- _Stated goal_: Reproduce the following lines verbatim, keeping every character and line break unchanged.
§
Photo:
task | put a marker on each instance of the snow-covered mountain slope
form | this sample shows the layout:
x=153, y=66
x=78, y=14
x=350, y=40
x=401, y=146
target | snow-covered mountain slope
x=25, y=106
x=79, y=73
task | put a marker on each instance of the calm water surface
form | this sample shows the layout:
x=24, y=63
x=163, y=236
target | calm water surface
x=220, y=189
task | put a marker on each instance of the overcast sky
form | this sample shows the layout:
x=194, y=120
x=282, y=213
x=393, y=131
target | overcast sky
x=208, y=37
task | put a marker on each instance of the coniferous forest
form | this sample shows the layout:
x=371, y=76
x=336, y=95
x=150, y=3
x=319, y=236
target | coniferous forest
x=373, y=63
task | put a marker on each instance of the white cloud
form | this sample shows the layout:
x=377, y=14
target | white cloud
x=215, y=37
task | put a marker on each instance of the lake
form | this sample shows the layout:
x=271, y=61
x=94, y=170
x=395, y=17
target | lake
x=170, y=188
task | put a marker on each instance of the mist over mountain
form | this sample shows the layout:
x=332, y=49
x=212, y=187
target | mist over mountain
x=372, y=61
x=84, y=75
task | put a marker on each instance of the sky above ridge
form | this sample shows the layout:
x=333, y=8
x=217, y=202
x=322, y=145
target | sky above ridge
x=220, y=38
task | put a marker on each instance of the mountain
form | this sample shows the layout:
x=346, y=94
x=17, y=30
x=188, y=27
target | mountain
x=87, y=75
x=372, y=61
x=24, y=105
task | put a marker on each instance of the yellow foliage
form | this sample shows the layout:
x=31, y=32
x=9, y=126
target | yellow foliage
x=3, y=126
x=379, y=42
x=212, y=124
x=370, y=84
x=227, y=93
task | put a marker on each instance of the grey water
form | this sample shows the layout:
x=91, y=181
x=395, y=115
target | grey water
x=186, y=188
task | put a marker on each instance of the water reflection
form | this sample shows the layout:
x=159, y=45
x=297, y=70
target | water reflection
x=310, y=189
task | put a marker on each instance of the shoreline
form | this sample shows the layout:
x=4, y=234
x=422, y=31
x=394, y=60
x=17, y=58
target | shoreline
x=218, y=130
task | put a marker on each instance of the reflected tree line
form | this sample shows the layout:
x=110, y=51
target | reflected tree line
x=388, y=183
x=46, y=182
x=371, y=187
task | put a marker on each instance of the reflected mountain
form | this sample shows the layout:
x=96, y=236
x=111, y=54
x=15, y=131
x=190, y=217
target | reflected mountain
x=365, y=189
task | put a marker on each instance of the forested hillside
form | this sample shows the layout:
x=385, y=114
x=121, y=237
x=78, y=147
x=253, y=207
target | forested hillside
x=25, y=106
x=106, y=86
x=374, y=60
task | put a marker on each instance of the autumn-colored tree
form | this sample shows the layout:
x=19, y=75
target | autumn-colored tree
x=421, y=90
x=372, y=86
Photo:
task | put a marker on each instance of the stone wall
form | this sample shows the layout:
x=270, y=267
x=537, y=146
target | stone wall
§
- _Output for this task_:
Photo:
task | put a marker on each instance of the snow-covered mountain slope
form | this sample shows the layout:
x=153, y=66
x=78, y=14
x=350, y=40
x=401, y=146
target | snow-covered mountain slope
x=25, y=106
x=79, y=73
task | put a marker on each instance of the calm water surface
form | this sample shows the layout:
x=24, y=63
x=163, y=236
target | calm water surface
x=220, y=189
task | put a marker on each instance of the overcast sky
form | this sample shows the layout:
x=194, y=120
x=282, y=213
x=393, y=131
target | overcast sky
x=208, y=37
task | put a marker on each instance of the coniferous forest
form | this sample shows the layout:
x=371, y=76
x=336, y=95
x=150, y=3
x=319, y=236
target | coniferous forest
x=373, y=63
task | put a marker on each instance of the white cloud
form | this sample shows the layout:
x=377, y=14
target | white cloud
x=215, y=37
task | put a marker on each instance of the lake
form | this sample shows the layout:
x=271, y=61
x=94, y=170
x=395, y=17
target | lake
x=170, y=188
task | put a marker on each instance of the mist over mountain
form | this sample shows the layout:
x=332, y=49
x=212, y=187
target | mist over mountain
x=372, y=61
x=84, y=75
task | put a marker on each instance of the sky above ridge
form | this sample shows the layout:
x=333, y=8
x=217, y=202
x=322, y=145
target | sky above ridge
x=220, y=38
task | put a marker on each instance of the mountain
form | this sample shows the layout:
x=346, y=94
x=17, y=30
x=188, y=27
target | mountain
x=87, y=75
x=372, y=61
x=24, y=105
task | put a marker on each instance of the yellow foliage
form | this sample shows the layout:
x=31, y=32
x=9, y=126
target | yellow foliage
x=3, y=126
x=379, y=42
x=212, y=124
x=370, y=84
x=227, y=93
task | put a marker on each instance of the grey water
form | this sample shows the layout:
x=91, y=181
x=395, y=115
target | grey water
x=186, y=188
task | put a marker on each instance of the water reflection
form | this sample shows the layout:
x=159, y=45
x=297, y=70
target | water reflection
x=310, y=189
task | put a marker on each instance of the shoreline
form | this sample shows the layout:
x=4, y=234
x=422, y=31
x=394, y=60
x=17, y=58
target | shoreline
x=218, y=130
task | put a marker on each instance of the reflected tree line
form | this sample shows the layout:
x=110, y=51
target | reflected tree line
x=388, y=183
x=46, y=182
x=371, y=187
task | put a marker on each instance of the reflected mountain
form | this sample shows the layout:
x=96, y=236
x=111, y=54
x=15, y=131
x=190, y=217
target | reflected mountain
x=365, y=189
task | put a marker on each instance of the forested hillside
form | this sample shows the layout:
x=385, y=114
x=121, y=237
x=78, y=147
x=253, y=207
target | forested hillside
x=25, y=106
x=106, y=86
x=374, y=60
task | put a marker on each instance of the autumn-colored tree
form | this sample shows the layout:
x=19, y=75
target | autumn-colored tree
x=421, y=90
x=372, y=86
Photo:
task | put a marker on each instance of the stone wall
form | this sample shows the layout:
x=270, y=267
x=537, y=146
target | stone wall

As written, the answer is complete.